[philiptellis] /bb|[^b]{2}/
Never stop Grokking


Showing posts with label 404. Show all posts
Showing posts with label 404. Show all posts

Sunday, February 28, 2010

Convert IP to Geo info using YQL

For my missing kids hack, I needed to convert an IP address to a US or Canadian 2 letter state code. This should have been pretty straightforward, but it turned out to require a little more effort than I initially wanted to put in.

First, the easy way. Rasmus Lerdorf has a web service that takes in an IP address and based on the MaxMind data, returns a bunch of information including the country and state/region code. I initially decided to use this. His example page is pretty self-explanatory, so I won't re-document it here. The problem is that this service was really slow and increased page load time a lot, so I scrapped the idea.

I then started looking through YQL. YQL has a whole bunch of geo stuff, but nothing that specifically turns an IP address into a WoEID or a country/state code. I then looked at the community supported tables and found the ip.location table that uses the ipinfodb.com wrapper around the MaxMind database. This returned everything I needed, but the only problem was that the state was returned as a string rather than a two character code. This is the query:
SELECT * From ip.location Where ip=@ip
The output looks like this:
{
 "query":{
  "count":"1",
  "created":"2010-02-28T01:24:30Z",
  "lang":"en-US",
  "updated":"2010-02-28T01:24:30Z",
  "uri":"/service/http://query.yahooapis.com/v1/yql?q=select+*+from+ip.location+where+ip%3D%27209.117.47.253%27",
  "results":{
   "Response":{
    "Ip":"209.117.47.253",
    "Status":"OK",
    "CountryCode":"US",
    "CountryName":"United States",
    "RegionCode":null,
    "RegionName":null,
    "City":null,
    "ZipPostalCode":null,
    "Latitude":"38",
    "Longitude":"-97",
    "Timezone":"-6",
    "Gmtoffset":"-6",
    "Dstoffset":"-5"
   }
  }
 }
}
Now it's pretty trivial to build an array that maps from state name to state code, but I'd have to keep growing that as I added support for more countries, so I decided against that route. Instead I started looking at how I could use the geo APIs to turn this information into what I wanted. Among other things, the data returned also contained the latitude and longitude of the location that the IP was in. I decided to do a reverse geo map from the lat/lon to the geo information. The only problem is that the geo API itself doesn't do this for you.

What the task requires ->
Answer these questions about the blog post on converting an IP address to geographic information:
(a) Why was the web service from Rasmus Lerdorf dropped?
(b) Which community-supported YQL table was found to use the ipinfodb.com wrapper around the MaxMind database?
(c) In what form did that table return the state?

[Extracted records]
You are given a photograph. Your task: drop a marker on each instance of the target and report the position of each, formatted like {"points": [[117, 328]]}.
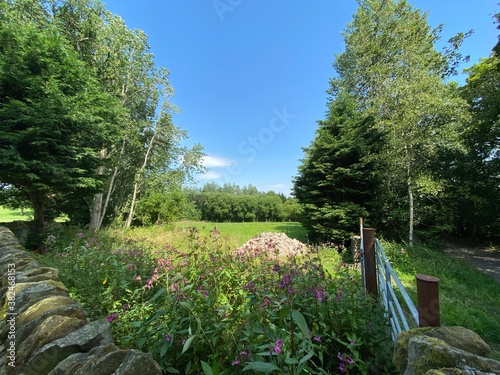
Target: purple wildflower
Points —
{"points": [[235, 362], [112, 316], [287, 279], [342, 367], [278, 346]]}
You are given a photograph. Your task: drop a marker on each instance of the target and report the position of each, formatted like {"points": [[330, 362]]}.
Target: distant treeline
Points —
{"points": [[212, 202]]}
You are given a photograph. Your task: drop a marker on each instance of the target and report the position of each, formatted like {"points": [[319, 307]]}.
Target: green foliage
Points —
{"points": [[53, 116], [233, 203], [162, 208], [467, 296], [391, 67], [337, 178], [202, 309], [477, 170]]}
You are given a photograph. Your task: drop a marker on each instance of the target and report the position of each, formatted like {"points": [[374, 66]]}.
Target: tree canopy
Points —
{"points": [[432, 148], [84, 112]]}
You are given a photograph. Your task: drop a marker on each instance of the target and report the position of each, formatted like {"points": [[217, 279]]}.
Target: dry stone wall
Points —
{"points": [[43, 331]]}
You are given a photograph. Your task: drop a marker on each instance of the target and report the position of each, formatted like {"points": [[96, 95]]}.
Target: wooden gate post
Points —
{"points": [[428, 301], [370, 261]]}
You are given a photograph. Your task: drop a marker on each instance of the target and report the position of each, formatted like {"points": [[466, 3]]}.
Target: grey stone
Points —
{"points": [[70, 365], [74, 310], [37, 274], [83, 340], [51, 329], [27, 294], [40, 307], [137, 362], [427, 353]]}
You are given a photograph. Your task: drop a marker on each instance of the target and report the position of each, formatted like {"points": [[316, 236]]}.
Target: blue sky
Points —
{"points": [[250, 76]]}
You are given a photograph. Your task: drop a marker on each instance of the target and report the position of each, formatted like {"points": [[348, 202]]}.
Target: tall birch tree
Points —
{"points": [[391, 66]]}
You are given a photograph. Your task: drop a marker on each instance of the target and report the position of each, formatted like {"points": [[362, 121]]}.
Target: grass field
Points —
{"points": [[7, 215], [467, 297], [233, 234]]}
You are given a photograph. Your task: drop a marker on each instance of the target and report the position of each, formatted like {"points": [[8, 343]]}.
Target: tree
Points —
{"points": [[54, 117], [478, 170], [123, 64], [337, 178], [393, 70]]}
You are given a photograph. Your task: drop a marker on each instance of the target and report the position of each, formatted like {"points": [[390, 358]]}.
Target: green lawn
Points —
{"points": [[467, 297], [7, 215]]}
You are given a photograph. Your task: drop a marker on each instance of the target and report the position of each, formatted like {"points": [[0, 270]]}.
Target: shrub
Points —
{"points": [[204, 309]]}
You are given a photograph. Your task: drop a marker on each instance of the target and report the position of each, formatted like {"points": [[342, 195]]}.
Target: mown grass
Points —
{"points": [[467, 297], [232, 234]]}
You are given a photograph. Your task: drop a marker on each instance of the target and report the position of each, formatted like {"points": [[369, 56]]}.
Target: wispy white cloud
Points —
{"points": [[278, 187], [216, 162], [209, 176]]}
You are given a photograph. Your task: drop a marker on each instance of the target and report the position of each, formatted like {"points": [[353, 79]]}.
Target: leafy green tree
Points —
{"points": [[54, 117], [337, 178], [477, 170], [391, 66]]}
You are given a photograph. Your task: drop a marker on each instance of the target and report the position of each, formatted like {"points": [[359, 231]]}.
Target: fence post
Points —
{"points": [[370, 261], [428, 301]]}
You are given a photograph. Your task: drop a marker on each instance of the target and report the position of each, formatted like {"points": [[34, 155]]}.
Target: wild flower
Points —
{"points": [[342, 368], [278, 346], [320, 294], [235, 362], [287, 279], [112, 316]]}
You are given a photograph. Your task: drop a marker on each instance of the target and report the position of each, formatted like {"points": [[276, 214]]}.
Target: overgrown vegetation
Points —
{"points": [[402, 144], [198, 307]]}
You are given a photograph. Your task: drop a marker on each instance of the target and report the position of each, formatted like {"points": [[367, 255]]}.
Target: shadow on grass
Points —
{"points": [[294, 230]]}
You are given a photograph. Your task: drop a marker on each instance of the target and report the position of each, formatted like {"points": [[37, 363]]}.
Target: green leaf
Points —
{"points": [[172, 370], [307, 357], [284, 312], [158, 294], [301, 322], [186, 305], [163, 349], [187, 344], [261, 366], [207, 370]]}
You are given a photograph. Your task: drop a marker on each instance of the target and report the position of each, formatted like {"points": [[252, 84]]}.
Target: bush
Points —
{"points": [[204, 309]]}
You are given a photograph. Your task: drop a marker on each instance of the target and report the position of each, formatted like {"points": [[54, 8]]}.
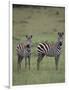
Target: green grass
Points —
{"points": [[43, 24]]}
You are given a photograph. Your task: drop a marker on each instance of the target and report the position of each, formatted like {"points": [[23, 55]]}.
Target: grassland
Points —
{"points": [[43, 23]]}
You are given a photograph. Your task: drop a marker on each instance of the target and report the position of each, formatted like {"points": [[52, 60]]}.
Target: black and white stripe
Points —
{"points": [[23, 50], [51, 50]]}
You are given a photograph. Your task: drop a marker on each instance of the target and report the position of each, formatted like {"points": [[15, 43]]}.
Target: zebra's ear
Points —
{"points": [[31, 36], [26, 36]]}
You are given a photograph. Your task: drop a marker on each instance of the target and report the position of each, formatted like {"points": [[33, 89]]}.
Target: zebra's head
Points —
{"points": [[29, 40], [60, 38]]}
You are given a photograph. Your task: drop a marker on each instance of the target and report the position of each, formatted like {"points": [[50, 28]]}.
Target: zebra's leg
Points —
{"points": [[56, 61], [40, 57], [29, 61], [19, 62], [25, 62]]}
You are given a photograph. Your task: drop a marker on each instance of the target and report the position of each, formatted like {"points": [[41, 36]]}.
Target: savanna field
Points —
{"points": [[43, 23]]}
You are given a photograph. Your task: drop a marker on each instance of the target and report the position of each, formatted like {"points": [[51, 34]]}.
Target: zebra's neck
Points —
{"points": [[57, 45]]}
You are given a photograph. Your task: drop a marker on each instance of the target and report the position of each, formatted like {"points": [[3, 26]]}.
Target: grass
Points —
{"points": [[43, 24]]}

Solution to the exercise ->
(a) The service was very slow and added a lot to page load time.
(b) The ip.location table.
(c) It returned the state as a string rather than a two-character code.